- **BRIEF 1**
State how many lines of the records contain the string "stem". Case counts. Give only the number.

- **SELECTED TEXT**
━━━━━━━━━━━━━━━━

Authors (as registered SciPost users): Thomas Köhler · Sebastian Paeckel
Submission information
Preprint Link: scipost_202009_00002v1  (pdf)
Date submitted: 2020-09-01 20:58
Submitted by: Paeckel, Sebastian
Submitted to: SciPost Physics
Ontological classification
Academic field: Physics
Specialties:
  • Condensed Matter Physics - Theory
  • Condensed Matter Physics - Computational
  • Quantum Physics

Abstract

Quantum lattice models with large local Hilbert spaces emerge across various fields in quantum many-body physics. Problems such as the interplay between fermions and phonons, the BCS-BEC crossover of interacting bosons, or decoherence in quantum simulators have been extensively studied both theoretically and experimentally. In recent years, tensor network methods have become one of the most successful tools to treat such lattice systems numerically. Nevertheless, systems with large local Hilbert spaces remain challenging. Here, we introduce a mapping that allows to construct artificial $U(1)$ symmetries for any type of lattice model. Exploiting the generated symmetries, numerical expenses that are related to the local degrees of freedom decrease significantly. This allows for an efficient treatment of systems with large local dimensions. Further exploring this mapping, we reveal an intimate connection between the Schmidt values of the corresponding matrix\hyp product\hyp state representation and the single\hyp site reduced density matrix. Our findings motivate an intuitive physical picture of the truncations occurring in typical algorithms and we give bounds on the numerical complexity in comparison to standard methods that do not exploit such artificial symmetries. We demonstrate this new mapping, provide an implementation recipe for an existing code, and perform example calculations for the Holstein model at half filling. We studied systems with a very large number of lattice sites up to $L=501$ while accounting for $N_{\rm ph}=63$ phonons per site with high precision in the CDW phase.

Current status:
Has been resubmitted

Reports on this Submission

Report #3 by Anonymous (Referee 2) on 2020-12-21 (Invited Report)

  • Cite as: Anonymous, Report on arXiv:scipost_202009_00002v1, delivered 2020-12-21, doi: 10.21468/SciPost.Report.2315

Strengths

1) the paper introduces a conceptually simple but very powerful approach to numerically treat with problems with boson degrees of freedom using MPS.

2) The paper is quite technical and describes the implementation in great detail, and it is at its core so simple that can readily be implemented within existing codes.

3) The resulting optimization promises to be a game changer; basically a breakthrough that could render previous approaches obsolete and, at the same time, make many problems previously thought unsolvable, suddenly within reach of conventional MPS calculations.

Weaknesses

1) While the concept is simple and straightforward once one understands the premise of the idea, the technical description of the method is so convoluted and cumbersome that it has to be read 20 times before one gets it. The authors introduce notation and symbols that make the reader get lost in it. The dots, tildes, double tildes on top of the indices are terrible choices (particularly the dots... what do they really mean?? The reader finds all the labels with dots all of the sudden and it is not explained. I personally believe that the main idea can be summarized as: a) double the Hilbert space by introducing boson ancillas with the corresponding operators; b) introduce local gauge symmetries (actually local number conservation); c) apply singular value decomposition. That's it. I am convinced that 80% of the technical discussion be moved to an appendix, improving the readability tenfold. Actually, in the end the precise implementation can depend on the practitioner.

━━━━━━━━━━━━━━━━

- **RECORDS SUPPLIED**
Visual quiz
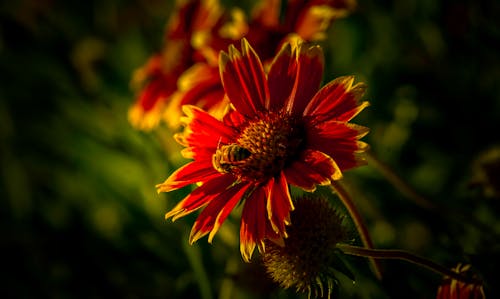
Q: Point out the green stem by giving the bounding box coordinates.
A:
[330,181,382,280]
[365,150,438,211]
[337,244,480,284]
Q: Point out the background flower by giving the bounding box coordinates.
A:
[157,39,368,261]
[0,0,500,299]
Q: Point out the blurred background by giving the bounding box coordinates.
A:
[0,0,500,299]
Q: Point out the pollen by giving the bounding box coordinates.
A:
[233,112,305,180]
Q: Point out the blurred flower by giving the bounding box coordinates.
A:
[436,264,486,299]
[262,196,354,298]
[157,39,368,261]
[129,0,355,130]
[129,0,222,130]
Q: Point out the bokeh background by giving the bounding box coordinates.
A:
[0,0,500,299]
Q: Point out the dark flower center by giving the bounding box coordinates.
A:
[232,112,305,181]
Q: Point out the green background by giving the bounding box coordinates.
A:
[0,0,500,299]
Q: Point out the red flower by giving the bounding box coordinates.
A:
[436,264,486,299]
[129,0,354,130]
[157,39,368,261]
[128,0,222,130]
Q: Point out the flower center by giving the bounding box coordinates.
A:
[232,112,305,181]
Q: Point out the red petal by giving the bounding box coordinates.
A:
[303,76,368,122]
[267,43,298,111]
[219,39,269,116]
[267,174,293,237]
[240,188,268,262]
[156,160,221,192]
[307,121,368,171]
[181,105,237,151]
[285,149,342,192]
[165,175,234,221]
[287,45,325,115]
[189,183,250,243]
[268,43,324,113]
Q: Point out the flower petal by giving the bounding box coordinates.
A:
[266,43,298,111]
[307,121,369,171]
[219,39,269,116]
[287,44,325,115]
[156,160,221,193]
[189,183,254,244]
[268,43,324,114]
[164,63,224,127]
[303,76,369,122]
[285,149,342,192]
[267,173,293,238]
[240,188,268,262]
[165,175,234,221]
[180,105,237,152]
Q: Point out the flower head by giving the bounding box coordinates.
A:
[157,39,368,261]
[262,196,352,298]
[129,0,355,130]
[436,264,486,299]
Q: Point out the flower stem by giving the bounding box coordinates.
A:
[330,181,382,280]
[365,150,438,211]
[337,244,479,283]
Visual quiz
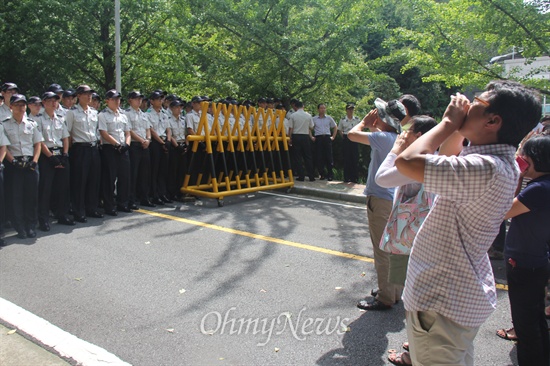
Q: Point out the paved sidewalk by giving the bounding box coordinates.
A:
[0,324,69,366]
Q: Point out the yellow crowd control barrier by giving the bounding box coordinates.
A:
[181,102,294,206]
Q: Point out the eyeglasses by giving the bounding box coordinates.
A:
[474,97,491,107]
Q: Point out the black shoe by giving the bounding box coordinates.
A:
[151,198,164,206]
[160,196,174,203]
[357,299,391,310]
[38,222,50,232]
[57,216,75,226]
[27,229,36,238]
[74,215,88,223]
[116,205,133,212]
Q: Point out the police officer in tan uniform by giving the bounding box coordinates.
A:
[125,91,156,209]
[65,85,103,222]
[2,94,43,239]
[36,91,74,231]
[98,89,132,216]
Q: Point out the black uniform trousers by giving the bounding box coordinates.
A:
[506,263,550,366]
[0,162,6,236]
[291,134,314,179]
[149,140,168,199]
[315,135,334,179]
[5,157,39,233]
[70,143,101,216]
[342,135,359,183]
[101,144,130,211]
[128,142,151,204]
[38,155,71,223]
[168,147,187,198]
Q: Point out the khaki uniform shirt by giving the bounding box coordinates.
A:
[124,108,151,142]
[98,108,130,145]
[3,116,44,157]
[147,109,168,138]
[65,104,98,142]
[36,111,70,149]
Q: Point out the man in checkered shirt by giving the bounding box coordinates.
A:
[395,81,541,366]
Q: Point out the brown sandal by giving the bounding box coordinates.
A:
[388,351,412,366]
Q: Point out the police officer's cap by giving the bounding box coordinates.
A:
[2,83,19,93]
[47,84,64,94]
[29,95,42,104]
[75,84,95,95]
[170,99,184,108]
[149,91,163,100]
[166,94,178,102]
[128,90,143,99]
[105,89,120,99]
[10,94,27,104]
[41,91,61,103]
[63,89,76,98]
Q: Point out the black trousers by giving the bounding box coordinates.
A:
[149,140,168,198]
[38,156,71,223]
[342,135,359,183]
[5,164,39,232]
[168,144,187,197]
[291,134,314,179]
[128,142,151,203]
[315,135,334,179]
[70,144,101,216]
[0,162,6,236]
[101,144,130,211]
[506,263,550,366]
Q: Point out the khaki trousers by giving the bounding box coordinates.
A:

━━━━━━━━━━━━━━━━

- **BRIEF 2**
According to the submission page, how many phonons per site were accounted for in the Holstein model calculations?

- **WRITTEN REPLY 1**
2

- **WRITTEN REPLY 2**
63 phonons per site.